**Excerpted passage**
(begin)
I would also point out that we did not add in proportion to the factory metrology vertical in terms of headcount because we needed to populate these new verticals proportionately higher. So had we put the necessary double-digit percentage headcount growth in factory metrology, because of the relative weighting the emerging verticals would have suffered. So we decided to put the headcount in the new areas. So I believe that over time we will get back to double digit.
The response to the Quantum FaroArm has been fantastic. It's the only ISO certified Arm on the market today. Its significant ergonomic features have been well received as well. And as I noted in my comments, we will be introducing additional technologies relating to it this year. So the average sales price has increased substantively. So we are very bullish on the many new products that we will be introducing into factory metrology and will see double-digit growth there.
Patrick M. Newton - VP and Senior Analyst
And the -- comment on the headcount dovetails nicely into the next question. You'd said that sales headcount in 2018 should grow by 15% to 20%. So can you help us understand whether this will be more BIM/CIM focused or metrology focused?
And in the same vein, I think that the last 2 quarters you've missed your targeted headcount additions. And could you comment on any churn that you're seeing in your sales force or other dynamics that might be impacting the ability to add sales at the targeted pace?
(end)
**The request**
Continue the transcript about sales headcount and the Quantum FaroArm from its last line.

**Stored rows**
(begin)
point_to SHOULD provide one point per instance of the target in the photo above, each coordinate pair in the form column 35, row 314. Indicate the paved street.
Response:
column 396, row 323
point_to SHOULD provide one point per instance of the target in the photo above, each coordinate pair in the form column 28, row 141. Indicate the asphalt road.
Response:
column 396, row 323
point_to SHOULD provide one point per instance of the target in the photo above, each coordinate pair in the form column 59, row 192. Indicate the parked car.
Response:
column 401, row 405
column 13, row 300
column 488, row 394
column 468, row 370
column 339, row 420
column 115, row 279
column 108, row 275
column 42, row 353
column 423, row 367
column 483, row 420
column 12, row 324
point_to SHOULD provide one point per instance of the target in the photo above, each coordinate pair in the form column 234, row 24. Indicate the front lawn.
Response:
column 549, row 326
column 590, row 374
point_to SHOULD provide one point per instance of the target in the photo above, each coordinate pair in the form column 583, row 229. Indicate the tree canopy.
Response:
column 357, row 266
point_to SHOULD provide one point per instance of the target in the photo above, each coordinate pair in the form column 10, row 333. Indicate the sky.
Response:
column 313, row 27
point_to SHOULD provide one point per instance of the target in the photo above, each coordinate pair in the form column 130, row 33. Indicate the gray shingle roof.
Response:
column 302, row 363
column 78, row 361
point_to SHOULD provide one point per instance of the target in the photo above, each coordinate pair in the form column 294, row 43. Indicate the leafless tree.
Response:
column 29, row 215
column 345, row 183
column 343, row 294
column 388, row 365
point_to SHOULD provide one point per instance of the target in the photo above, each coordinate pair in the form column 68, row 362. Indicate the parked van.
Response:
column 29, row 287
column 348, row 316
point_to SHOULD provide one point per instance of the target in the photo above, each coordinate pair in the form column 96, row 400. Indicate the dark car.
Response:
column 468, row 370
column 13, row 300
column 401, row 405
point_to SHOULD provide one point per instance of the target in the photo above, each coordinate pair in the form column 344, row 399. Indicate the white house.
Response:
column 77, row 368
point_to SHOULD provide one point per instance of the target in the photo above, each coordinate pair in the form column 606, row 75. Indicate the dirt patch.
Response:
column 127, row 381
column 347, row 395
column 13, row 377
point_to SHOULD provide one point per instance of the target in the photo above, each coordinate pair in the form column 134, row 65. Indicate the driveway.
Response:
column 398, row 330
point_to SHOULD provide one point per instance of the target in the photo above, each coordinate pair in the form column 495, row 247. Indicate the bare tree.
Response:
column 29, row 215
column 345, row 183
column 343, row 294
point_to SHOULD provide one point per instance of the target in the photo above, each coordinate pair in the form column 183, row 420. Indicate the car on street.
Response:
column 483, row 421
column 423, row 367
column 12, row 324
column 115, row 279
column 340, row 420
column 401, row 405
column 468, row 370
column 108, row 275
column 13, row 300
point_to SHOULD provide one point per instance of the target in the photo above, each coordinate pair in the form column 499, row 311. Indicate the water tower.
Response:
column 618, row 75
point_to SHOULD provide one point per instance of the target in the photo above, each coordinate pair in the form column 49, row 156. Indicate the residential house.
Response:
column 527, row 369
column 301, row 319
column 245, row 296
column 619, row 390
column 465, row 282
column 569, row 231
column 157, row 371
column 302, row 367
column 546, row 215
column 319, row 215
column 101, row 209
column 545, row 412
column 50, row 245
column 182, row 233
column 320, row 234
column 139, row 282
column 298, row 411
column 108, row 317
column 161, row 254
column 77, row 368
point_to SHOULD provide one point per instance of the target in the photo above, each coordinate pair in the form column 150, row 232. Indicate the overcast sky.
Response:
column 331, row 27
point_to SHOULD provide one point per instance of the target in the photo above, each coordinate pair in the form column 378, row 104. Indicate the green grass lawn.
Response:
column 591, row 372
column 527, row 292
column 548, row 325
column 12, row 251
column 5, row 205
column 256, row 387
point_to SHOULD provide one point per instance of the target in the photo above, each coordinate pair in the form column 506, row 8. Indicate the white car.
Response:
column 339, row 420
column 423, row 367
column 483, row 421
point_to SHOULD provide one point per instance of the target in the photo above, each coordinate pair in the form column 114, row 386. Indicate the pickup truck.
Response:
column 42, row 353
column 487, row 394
(end)
(begin)
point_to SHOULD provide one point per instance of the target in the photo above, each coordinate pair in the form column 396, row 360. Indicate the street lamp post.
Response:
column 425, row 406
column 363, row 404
(end)
(begin)
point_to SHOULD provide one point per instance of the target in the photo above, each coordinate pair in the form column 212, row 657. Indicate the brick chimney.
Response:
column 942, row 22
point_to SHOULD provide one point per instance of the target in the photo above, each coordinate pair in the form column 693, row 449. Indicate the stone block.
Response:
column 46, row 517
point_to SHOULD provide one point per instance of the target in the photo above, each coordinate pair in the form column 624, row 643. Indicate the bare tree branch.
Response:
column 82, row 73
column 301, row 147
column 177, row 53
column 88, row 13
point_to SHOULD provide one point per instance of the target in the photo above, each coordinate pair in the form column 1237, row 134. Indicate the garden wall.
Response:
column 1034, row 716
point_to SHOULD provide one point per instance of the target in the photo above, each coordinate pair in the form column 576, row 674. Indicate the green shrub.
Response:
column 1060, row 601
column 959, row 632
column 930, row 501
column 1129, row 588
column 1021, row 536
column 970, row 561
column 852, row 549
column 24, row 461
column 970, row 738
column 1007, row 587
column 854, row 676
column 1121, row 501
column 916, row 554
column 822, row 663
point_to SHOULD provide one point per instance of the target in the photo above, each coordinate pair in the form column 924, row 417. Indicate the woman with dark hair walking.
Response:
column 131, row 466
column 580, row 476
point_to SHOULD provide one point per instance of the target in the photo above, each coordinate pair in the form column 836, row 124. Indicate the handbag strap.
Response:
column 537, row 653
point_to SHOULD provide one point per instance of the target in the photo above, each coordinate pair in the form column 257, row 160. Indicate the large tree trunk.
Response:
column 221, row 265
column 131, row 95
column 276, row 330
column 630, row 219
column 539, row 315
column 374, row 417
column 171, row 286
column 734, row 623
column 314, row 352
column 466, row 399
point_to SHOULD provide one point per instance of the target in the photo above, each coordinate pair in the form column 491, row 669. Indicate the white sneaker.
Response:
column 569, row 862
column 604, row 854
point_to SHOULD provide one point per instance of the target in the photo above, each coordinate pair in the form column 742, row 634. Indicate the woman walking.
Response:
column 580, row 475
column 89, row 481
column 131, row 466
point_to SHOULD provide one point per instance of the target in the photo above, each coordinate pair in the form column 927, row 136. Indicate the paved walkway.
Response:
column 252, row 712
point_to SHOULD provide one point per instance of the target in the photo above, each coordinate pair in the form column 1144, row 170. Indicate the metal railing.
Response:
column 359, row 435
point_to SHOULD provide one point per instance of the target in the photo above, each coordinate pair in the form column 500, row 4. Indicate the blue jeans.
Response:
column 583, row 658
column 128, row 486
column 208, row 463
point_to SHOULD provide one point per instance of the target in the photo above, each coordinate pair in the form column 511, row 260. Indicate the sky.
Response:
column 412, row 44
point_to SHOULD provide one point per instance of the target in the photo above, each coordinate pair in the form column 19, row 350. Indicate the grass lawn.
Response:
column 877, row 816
(end)
**Expected answer**
Robert E. Seidel - CFO & Principal Accounting Officer
So on our last -- Patrick, in our last conference call, we indicated that we expected our trailing 12-month sales that the headcount to come in at 535, we came in at 530. So that's a relatively close number this quarter that we came in at versus our target.
I would say, overall, just given the fact that we are a commission-based sales organization, we have a normal churn consistent with other companies. I would say, no higher, no lower. We look at that -- our HR group and our sales team collaborate very closely -- look at that and do a market comparison.
In terms of going forward, we'd said on our last call that we really evaluate the fourth quarter. We looked at the third quarter and the fourth quarter and we are very pleased by what we are seeing in terms of where we were seeing the orders growth, how we were seeing the employees perform, how we were seeing the growth of the verticals.
And so we made the decision to keep building for the future, and we would add 15% to 20% sales headcount on a period ending basis, but do that in a quarter-by-quarter fashion, so that it's more equally spaced across the year, because we're looking to build forward, but in the same time, we want to be conscious to build profitability along the way.
Simon Raab - Co-Founder, Chairman, CEO & President
The only thing I would add to that, Bob and Patrick, is that, proportionally half of the sales headcount is planned to go into the emerging verticals, which represent only about 30% of the sales. So -- and they are respectively at a lower dollars per FTE because of the new geographies, the new product lines and the underdeveloped markets.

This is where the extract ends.